> ЗАДАНИЯ
**A.** Какого числа, согласно фрагменту о Розинге, он получил патент в Германии?
**B.** Переведите на английский предложение из фрагмента о Розинге: «В этот день он подал заявку на изобретение способа электрической передачи изображений на расстояние сразу в нескольких странах».

> ФРАГМЕНТ ТЕКСТА
---

И вот ещё какое удивительное дело, я, усердный читатель научно-популярных книг и фантастики, если бы внимательным был, давно бы уже отметил фамилию Розинга. Более того, она, эта фамилия, должна бы была стать в сознании моём волнующим знаком, поскольку фамилия эта дышала тайной (которая и есть предчувствие открытий) и романтикой необычайного и захватывающего поиска. Ну, а если знать и прибавить сюда ещё ту великую драму, которой кончилась его жизнь, то вполне она, эта жизнь, укладывалась в те рамки, которые требовали для создания своих образов Стефан Цвейг, например, Андре Моруа или наш фантаст Александр Беляев. Впрочем, к Беляеву по ходу этого рассказа мы ещё вернёмся.
И вот теперь я внимательно перечитываю нашумевший когда-то роман американского писателя Митчела Уилсона, исключительно популярного в дни моей давней юности, «Брат мой, враг мой». Герои этого романа, два учёные брата по фамилии Мэллори – изобретатели, пионеры телевидения, демонстрируют где-то фантастическое своё изобретение. Оно по виду несложное – «двенадцатидюймовая стеклянная трубка конической формы». Но суть его далеко не проста, и это братья поясняют так: «Плоский конец представляет собой экран, на котором появляется изображение. Вряд ли во всём мире найдется тридцать таких ламп. В лабораториях эту лампу применяют для различных целей, но, насколько нам известно, никто ещё не додумался использовать её так, как мы. Примерно в 1909 году у одного русского по фамилии Розинг возникла верная идея… Мы первые наткнулись на описание работы Розинга в журнале “Попьюлер мекэникс” лет шесть тому назад. И с тех пор мы над этим работаем».
И вот что ещё тут любопытно. Роман свой этот Митчел Уилсон написал в 1952-ом году, когда телевизионная эра была в полном разгаре и телевизоры Зворыкина в мире перестали быть экзотической невидалью. К тому же писатель Митчел Уилсон был лично знаком с изобретателем Зворыкиным. Может, и роман свой писал он с оглядкой на мнение и советы американского отца телевидения. Тем не менее, явное первенство Розинга в романе отмечено как факт, не требующий доказательств. Это, пожалуй, тоже свидетельствует о предельной честности Зворыкина. Ему и в голову не приходило унизить устоявшийся в мире авторитет Розинга, как первооткрывателя современного электронного телевидения. Да это тогда уже и невозможно было. В романе почти точно была названа дата, когда мир, во всяком случае, мир технический впервые узнал об изобретении Розинга – 25 июля 1907 года. В этот день он подал заявку на изобретение способа электрической передачи изображений на расстояние сразу в нескольких странах. Сам он называл это пока «дальновидением». Интересно ещё, конечно, и то, что патент в Англии он получил 25 июня 1908 года, в Германии – 24 апреля 1909-го, а в России – только 30 октября 1910 года.

---

> ИСХОДНЫЕ ДАННЫЕ

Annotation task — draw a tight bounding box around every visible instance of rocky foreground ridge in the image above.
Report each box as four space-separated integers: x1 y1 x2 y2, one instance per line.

---

> ОТВЕТЫ
**A.** 24 апреля 1909 года.

**B.** On that day he filed an application for the invention of a method for the electrical transmission of images over a distance in several countries at once.